WHAT IS NEEDED: Nothing but the lines from the line with "Provide the location of each instance of the smile" through the end of the data is to be copied, and each is to be copied exactly.

GIVEN INFORMATION:

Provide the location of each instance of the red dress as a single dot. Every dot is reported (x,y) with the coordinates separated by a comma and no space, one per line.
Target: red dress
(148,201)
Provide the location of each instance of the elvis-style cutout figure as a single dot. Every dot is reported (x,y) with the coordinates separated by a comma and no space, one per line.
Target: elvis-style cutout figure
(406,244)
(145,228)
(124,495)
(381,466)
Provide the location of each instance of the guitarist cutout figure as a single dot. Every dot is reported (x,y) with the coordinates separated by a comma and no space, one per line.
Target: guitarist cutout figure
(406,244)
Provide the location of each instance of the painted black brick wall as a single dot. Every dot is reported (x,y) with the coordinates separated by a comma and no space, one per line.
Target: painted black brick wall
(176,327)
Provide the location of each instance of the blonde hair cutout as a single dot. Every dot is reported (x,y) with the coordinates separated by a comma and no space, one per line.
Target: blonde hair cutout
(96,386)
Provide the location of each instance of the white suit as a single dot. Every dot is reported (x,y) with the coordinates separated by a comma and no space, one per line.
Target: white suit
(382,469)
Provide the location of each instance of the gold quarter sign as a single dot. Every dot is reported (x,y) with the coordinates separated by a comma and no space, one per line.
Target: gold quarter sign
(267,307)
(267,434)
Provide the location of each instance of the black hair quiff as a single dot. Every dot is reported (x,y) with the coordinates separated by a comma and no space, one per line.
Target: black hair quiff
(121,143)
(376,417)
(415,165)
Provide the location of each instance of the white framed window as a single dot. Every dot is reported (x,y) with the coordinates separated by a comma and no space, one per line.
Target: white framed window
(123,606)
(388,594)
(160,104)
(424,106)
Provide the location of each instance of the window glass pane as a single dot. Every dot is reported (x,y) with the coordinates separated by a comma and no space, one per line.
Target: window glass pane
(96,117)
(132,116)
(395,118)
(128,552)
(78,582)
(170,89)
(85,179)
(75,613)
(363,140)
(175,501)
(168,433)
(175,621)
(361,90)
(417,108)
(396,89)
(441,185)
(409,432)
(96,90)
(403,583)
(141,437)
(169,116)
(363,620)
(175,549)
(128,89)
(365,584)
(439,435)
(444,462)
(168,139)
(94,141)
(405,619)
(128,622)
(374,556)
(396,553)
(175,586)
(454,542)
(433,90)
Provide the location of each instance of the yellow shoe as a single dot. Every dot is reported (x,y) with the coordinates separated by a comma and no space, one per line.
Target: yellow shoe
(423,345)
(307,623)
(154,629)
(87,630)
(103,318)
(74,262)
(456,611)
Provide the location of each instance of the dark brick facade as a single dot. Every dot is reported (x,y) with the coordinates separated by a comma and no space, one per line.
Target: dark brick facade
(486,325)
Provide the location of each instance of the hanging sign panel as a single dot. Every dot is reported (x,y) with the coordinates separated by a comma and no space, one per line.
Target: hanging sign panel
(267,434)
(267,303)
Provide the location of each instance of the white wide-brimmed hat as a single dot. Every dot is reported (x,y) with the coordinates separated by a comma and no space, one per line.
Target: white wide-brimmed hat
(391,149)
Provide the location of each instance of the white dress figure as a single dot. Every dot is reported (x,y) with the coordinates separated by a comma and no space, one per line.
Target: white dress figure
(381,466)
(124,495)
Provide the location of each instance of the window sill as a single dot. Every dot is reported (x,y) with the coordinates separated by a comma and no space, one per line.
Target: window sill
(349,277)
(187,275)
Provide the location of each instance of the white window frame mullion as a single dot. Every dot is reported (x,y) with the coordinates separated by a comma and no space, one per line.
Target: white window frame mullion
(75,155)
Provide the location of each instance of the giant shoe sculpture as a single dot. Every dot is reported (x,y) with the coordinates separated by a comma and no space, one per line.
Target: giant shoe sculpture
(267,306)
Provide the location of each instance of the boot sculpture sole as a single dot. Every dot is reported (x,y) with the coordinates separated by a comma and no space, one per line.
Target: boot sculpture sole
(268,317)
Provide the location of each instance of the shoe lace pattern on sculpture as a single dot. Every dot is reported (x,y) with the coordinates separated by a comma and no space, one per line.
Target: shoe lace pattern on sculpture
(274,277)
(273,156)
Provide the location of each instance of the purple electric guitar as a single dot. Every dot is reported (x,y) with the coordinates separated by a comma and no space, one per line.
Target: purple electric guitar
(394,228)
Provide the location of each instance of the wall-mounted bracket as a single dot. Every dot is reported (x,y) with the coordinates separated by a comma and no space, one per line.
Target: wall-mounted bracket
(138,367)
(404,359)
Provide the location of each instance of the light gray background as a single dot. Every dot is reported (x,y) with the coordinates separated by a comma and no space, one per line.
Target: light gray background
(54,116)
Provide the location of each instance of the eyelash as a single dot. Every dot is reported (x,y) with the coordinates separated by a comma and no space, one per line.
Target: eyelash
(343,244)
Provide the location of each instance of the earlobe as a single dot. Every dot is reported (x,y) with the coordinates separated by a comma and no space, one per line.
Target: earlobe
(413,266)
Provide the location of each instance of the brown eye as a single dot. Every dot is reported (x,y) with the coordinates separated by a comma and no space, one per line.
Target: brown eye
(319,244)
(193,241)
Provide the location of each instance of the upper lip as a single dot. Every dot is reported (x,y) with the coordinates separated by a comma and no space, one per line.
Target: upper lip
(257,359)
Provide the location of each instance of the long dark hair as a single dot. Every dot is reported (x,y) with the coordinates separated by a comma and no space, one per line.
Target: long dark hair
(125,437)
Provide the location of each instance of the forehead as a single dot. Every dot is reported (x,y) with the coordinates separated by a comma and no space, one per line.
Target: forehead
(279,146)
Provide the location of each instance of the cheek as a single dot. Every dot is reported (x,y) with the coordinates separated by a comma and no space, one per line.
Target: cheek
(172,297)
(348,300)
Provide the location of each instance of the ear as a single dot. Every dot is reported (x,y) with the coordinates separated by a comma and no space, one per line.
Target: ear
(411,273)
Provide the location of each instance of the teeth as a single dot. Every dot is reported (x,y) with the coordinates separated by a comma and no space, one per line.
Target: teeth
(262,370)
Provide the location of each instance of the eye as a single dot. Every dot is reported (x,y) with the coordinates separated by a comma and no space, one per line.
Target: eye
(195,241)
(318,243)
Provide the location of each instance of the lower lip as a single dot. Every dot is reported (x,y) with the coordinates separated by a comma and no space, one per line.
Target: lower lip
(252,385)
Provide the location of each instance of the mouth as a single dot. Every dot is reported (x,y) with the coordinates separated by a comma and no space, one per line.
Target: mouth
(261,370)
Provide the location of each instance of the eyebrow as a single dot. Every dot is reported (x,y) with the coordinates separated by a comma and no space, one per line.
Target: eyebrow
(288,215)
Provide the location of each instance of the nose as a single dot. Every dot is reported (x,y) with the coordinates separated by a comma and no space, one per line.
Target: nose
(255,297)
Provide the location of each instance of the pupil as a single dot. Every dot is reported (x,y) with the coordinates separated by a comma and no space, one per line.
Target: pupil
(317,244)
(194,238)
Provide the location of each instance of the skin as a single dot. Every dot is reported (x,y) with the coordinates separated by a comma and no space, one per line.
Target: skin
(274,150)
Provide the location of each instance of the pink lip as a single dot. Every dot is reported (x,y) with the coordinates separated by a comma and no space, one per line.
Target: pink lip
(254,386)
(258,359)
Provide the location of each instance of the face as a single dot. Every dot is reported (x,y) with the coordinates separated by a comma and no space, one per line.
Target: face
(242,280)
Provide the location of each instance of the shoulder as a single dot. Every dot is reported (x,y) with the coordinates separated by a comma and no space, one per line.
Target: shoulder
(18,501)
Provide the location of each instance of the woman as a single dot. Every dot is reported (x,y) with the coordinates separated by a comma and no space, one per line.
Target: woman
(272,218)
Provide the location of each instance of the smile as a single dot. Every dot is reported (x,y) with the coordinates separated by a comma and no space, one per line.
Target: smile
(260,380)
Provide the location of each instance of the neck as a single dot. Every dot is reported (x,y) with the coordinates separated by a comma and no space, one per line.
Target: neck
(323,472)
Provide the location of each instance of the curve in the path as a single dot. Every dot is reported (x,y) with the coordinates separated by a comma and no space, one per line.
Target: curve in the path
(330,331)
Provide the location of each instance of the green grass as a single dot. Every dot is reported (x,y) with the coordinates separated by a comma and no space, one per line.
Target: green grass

CORRECT OUTPUT:
Provide the location of each instance of the smile as a single dot. Every dot is reported (x,y) with the coordinates separated by a comma and no space, one per line.
Target: smile
(260,380)
Provide the location of each instance of the neck as a single dot. Every dot is reported (x,y) with the coordinates separated by a comma and no space, one per line.
Target: neck
(323,472)
Provide the location of each instance of the curve in the path as a single dot. Every dot is reported (x,y) with the coordinates separated by a comma and no space, one per line.
Target: curve in the path
(330,331)
Provide the location of each instance of the green grass as a single dot. Every dot is reported (x,y) with the coordinates separated by a comma and no space, one per line.
Target: green grass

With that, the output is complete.